• TAREA 1
En el texto sobre el sistema sanitario español, ¿con qué país se comparan las ratios por población de alta tecnología instalada?
• TAREA 2
Reanuda el texto sobre el sistema sanitario español a partir de su última oración.

====== TEXTO EXTRAÍDO ======

El fenómeno tiene su causa en factores de diferente naturaleza que es imposible describir aquí con cierta amplitud y que están relacionados con la incertidumbre y formación científica y con incentivos/desincentivos estructurales o coyunturales para actuar médicamente de uno u otro modo.
En España desconocemos la proporción general de usos inútiles de actuaciones médicas, pero sí sabemos que somos uno de los países desarrollados con mayor frecuentación a consultas y mayor consumo de fármacos. También sabemos que disponemos de un parque de alta tecnología instalada que en algunos casos supera en ratios por población a países como Suecia. Además, conocemos que nuestro sistema, que se conformó al calor modernizador y expansivo de una emergente Seguridad Social promotora de la medicina especializada y hospitalocéntrica, descansa excesivamente (a diferencia de otros sistemas públicos con más solera como el NHS británico) en una fuerte dependencia de los especialistas y los hospitales. Tenemos uno de los catálogos de especialidades médicas mas extensos de la UE y hemos promovido una suerte de rigidez funcionarial corporativa que al identificar puesto de trabajo con especialidad médica hace de nuestros especialistas clínicos poco polivalentes contribuyendo a un manejo de pacientes (crónicos y pluripatológicos en su mayoría) troceado, descoordinado, redundante y con escasa orientación integral.

====== DATOS REGISTRADOS ======

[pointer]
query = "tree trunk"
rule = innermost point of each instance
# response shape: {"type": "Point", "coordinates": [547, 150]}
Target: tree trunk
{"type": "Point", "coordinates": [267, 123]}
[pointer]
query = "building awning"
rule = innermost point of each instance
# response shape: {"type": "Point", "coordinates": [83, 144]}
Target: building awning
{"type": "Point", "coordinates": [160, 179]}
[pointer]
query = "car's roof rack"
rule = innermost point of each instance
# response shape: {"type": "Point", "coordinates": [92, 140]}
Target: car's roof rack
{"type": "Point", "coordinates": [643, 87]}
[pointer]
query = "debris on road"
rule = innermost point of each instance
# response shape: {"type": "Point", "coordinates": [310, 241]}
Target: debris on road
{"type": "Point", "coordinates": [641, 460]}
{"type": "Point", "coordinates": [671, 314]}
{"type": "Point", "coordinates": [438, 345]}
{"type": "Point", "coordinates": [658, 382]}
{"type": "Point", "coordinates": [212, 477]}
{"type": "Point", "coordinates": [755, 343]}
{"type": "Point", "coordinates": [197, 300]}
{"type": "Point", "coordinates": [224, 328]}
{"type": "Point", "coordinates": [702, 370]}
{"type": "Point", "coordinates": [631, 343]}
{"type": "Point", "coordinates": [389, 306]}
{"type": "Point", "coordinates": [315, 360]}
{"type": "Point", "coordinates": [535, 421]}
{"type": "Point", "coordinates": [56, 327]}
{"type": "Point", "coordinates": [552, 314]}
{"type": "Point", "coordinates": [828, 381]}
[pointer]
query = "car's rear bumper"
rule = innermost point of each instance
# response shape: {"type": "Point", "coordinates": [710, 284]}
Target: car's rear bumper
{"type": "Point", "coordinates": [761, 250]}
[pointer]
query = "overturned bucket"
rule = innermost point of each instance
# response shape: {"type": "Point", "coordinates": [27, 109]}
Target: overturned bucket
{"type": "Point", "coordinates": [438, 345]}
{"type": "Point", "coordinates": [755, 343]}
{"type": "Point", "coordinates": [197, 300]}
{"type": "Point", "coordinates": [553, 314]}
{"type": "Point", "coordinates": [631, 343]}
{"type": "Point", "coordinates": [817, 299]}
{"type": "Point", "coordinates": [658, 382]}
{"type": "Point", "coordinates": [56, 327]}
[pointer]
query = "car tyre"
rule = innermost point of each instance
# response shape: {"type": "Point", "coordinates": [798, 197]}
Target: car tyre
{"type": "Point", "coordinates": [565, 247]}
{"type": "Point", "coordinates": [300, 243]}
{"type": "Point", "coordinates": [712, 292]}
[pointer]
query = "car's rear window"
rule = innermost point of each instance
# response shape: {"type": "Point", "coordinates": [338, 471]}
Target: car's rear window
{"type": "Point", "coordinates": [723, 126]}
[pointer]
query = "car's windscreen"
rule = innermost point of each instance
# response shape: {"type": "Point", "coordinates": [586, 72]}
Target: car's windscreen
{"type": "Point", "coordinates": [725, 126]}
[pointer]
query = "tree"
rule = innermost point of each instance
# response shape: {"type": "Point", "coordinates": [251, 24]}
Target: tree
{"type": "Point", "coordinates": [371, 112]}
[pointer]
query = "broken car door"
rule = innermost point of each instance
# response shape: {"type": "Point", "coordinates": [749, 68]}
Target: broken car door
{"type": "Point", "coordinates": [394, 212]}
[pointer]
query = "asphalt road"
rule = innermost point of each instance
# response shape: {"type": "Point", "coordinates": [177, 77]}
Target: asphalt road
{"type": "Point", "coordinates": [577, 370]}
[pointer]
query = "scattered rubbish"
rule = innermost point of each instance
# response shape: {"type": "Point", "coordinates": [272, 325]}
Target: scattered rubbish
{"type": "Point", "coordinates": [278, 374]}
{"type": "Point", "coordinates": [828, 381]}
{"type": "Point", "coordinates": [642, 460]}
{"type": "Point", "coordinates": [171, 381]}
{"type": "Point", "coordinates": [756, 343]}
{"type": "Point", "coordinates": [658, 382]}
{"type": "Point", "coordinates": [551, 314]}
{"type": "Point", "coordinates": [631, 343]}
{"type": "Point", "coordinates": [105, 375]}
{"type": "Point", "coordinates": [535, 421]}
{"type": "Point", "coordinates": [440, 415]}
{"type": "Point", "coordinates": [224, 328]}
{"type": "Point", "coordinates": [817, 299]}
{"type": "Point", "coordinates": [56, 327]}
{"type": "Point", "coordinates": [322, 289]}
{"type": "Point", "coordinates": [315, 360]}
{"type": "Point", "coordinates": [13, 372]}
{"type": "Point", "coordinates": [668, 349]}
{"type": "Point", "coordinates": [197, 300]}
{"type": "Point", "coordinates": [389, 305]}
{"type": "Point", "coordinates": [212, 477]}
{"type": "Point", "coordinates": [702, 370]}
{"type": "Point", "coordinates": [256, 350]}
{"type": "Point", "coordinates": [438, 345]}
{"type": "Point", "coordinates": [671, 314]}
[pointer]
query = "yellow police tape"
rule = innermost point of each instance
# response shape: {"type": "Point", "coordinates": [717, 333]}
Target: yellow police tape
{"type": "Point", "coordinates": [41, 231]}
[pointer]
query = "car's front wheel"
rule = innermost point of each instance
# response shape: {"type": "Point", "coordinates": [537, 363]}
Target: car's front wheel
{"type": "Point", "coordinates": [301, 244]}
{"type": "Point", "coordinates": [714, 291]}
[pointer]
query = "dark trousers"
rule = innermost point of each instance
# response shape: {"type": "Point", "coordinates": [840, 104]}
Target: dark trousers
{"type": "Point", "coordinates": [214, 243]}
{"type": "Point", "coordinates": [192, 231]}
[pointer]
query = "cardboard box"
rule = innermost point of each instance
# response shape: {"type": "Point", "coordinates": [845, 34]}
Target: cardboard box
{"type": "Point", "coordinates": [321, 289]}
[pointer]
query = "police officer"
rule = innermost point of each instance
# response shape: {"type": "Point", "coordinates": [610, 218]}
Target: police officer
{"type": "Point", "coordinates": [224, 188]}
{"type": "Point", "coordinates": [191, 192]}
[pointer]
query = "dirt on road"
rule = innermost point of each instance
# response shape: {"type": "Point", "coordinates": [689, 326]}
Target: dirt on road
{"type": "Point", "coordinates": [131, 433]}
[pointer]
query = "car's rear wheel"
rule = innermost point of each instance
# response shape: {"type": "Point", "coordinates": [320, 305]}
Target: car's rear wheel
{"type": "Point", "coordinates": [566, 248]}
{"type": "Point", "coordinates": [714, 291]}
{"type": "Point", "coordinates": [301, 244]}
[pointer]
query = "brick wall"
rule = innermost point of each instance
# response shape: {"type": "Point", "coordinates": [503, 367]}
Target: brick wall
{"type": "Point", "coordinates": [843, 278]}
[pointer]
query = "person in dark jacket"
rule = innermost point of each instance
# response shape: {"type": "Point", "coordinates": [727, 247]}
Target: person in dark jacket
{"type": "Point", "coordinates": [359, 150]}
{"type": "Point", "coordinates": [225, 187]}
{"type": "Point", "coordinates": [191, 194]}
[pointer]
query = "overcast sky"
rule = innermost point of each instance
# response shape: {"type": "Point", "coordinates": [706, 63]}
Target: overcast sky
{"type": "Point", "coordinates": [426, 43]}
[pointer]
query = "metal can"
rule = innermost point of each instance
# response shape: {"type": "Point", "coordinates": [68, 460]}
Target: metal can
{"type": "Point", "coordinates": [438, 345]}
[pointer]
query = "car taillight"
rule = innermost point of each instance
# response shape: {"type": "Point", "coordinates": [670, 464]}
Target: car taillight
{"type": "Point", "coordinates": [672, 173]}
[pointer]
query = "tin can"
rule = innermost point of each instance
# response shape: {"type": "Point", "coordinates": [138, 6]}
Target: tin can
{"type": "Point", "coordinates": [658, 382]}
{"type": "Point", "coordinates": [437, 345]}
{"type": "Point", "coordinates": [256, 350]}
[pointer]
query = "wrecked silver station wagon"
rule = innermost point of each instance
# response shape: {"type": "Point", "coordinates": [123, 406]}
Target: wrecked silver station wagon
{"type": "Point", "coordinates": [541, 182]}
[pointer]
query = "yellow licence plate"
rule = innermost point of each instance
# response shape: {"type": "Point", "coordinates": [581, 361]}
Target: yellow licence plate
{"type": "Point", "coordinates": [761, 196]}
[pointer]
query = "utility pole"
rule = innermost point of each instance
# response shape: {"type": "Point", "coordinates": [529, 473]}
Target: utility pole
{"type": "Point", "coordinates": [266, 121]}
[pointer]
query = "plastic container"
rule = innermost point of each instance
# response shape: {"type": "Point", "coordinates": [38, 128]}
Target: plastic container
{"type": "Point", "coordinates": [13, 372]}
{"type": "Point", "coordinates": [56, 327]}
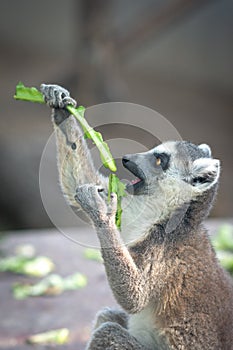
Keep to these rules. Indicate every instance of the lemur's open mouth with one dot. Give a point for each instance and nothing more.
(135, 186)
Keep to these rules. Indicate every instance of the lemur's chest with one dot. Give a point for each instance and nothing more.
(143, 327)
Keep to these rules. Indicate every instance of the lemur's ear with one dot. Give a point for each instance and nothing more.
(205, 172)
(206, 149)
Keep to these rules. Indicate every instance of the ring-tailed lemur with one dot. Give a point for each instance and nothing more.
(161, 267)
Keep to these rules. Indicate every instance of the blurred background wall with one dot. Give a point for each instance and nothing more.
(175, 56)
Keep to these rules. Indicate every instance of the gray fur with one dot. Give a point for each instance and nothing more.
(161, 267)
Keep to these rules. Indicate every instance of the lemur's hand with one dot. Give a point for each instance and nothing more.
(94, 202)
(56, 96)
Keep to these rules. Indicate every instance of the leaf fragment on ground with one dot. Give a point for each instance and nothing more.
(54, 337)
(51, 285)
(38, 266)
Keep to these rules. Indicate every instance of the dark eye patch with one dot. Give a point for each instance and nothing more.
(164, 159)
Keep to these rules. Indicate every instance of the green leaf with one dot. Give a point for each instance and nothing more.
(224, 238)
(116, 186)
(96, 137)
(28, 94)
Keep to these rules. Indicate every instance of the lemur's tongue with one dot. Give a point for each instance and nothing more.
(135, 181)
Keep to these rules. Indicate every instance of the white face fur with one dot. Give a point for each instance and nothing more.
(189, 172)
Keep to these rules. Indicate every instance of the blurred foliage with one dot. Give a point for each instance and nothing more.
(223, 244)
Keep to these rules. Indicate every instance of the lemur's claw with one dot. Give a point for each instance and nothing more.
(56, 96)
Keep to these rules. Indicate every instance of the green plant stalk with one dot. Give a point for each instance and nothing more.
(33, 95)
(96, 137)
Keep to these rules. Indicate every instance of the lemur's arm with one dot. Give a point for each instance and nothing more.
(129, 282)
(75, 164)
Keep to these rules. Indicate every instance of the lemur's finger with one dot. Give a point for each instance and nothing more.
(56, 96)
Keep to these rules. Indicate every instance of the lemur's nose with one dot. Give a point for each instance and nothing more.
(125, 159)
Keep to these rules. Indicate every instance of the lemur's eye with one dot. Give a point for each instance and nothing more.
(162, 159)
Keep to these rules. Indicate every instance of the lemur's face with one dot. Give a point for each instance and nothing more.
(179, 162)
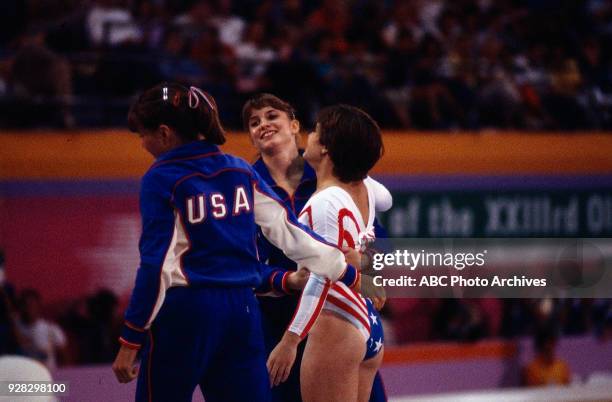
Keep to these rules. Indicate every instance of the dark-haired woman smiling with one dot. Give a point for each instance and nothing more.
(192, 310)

======
====== DATOS REGISTRADOS ======

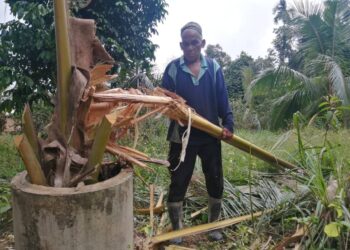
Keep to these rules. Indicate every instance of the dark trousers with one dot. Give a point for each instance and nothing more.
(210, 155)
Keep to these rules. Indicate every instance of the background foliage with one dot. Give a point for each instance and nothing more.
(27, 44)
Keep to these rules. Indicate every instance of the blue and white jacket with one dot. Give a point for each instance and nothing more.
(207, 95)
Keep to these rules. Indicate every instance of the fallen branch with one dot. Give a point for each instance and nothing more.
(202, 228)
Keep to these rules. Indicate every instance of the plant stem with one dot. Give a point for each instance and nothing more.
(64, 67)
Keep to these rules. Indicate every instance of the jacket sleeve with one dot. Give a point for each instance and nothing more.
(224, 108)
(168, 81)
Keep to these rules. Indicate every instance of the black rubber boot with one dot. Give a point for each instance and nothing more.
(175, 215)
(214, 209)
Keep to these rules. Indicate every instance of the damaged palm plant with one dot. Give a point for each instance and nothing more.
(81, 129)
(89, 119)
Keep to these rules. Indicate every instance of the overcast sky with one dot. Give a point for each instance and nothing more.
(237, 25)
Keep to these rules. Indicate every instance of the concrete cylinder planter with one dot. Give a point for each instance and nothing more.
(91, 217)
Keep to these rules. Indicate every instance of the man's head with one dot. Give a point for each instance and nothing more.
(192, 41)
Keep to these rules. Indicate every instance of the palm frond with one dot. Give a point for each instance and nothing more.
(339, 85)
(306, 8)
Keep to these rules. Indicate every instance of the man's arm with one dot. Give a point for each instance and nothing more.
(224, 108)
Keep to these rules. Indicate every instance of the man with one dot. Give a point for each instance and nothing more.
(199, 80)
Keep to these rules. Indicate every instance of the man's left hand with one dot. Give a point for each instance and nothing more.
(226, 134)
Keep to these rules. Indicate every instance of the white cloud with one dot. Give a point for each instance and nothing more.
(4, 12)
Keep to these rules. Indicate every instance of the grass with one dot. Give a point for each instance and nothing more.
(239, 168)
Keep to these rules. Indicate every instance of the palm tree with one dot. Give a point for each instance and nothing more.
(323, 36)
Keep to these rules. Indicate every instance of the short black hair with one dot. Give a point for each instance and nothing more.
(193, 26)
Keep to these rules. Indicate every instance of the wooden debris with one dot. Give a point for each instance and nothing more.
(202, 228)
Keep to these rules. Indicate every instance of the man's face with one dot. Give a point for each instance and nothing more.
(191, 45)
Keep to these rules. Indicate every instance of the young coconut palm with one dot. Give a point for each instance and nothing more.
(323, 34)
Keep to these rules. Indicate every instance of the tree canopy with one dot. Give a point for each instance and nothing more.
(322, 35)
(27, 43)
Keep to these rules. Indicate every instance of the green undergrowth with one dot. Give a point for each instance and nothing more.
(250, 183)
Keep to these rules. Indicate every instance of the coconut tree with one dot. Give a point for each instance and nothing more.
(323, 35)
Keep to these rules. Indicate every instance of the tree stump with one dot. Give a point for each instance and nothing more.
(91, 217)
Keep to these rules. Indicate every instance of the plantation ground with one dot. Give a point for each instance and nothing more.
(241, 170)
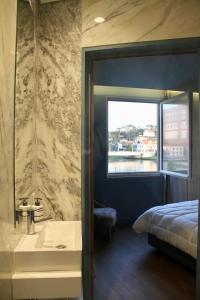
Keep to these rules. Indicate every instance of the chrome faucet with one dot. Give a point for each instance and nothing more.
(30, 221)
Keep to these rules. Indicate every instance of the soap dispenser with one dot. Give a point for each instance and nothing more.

======

• RESPUESTA ESPERADA 1
Con Suecia, a la que España supera en algunos casos.

• RESPUESTA ESPERADA 2
Ese panorama estructural, que obviamente tiene consecuencias funcionales, se completa negativamente con la ausencia de una decidida política nacional de uso del fruto de la evaluación rigurosa de tecnologías y procedimientos médicos, tal como la practicada en el Reino Unido con instituciones como el NICE (National Institute for Clinical Excellence), pese a que ello está recogido en normas legales vigentes (Ley de Cohesión del SNS, real decreto de Ordenación de Prestaciones), y que existen agencias estatal y autonómicas que tienen esa misión de evaluación.
Algunas iniciativas del Gobierno central (como el aún no nacido decreto de troncalidad), corporativas (como las recomendaciones del Foro de la Profesión Médica de la Organización Médica Colegial), u organizativas (Servicio de Salud del País Vasco) apuntan en la dirección correcta, pero se echa en falta una propuesta ambiciosa con cierta visión holística que, con carácter de Pacto de Toledo sanitario, incorpore la voluntad de reforma de aquellos elementos estructurales y funcionales que fomentan la mera producción indiscriminada de actos médicos con independencia de su utilidad real.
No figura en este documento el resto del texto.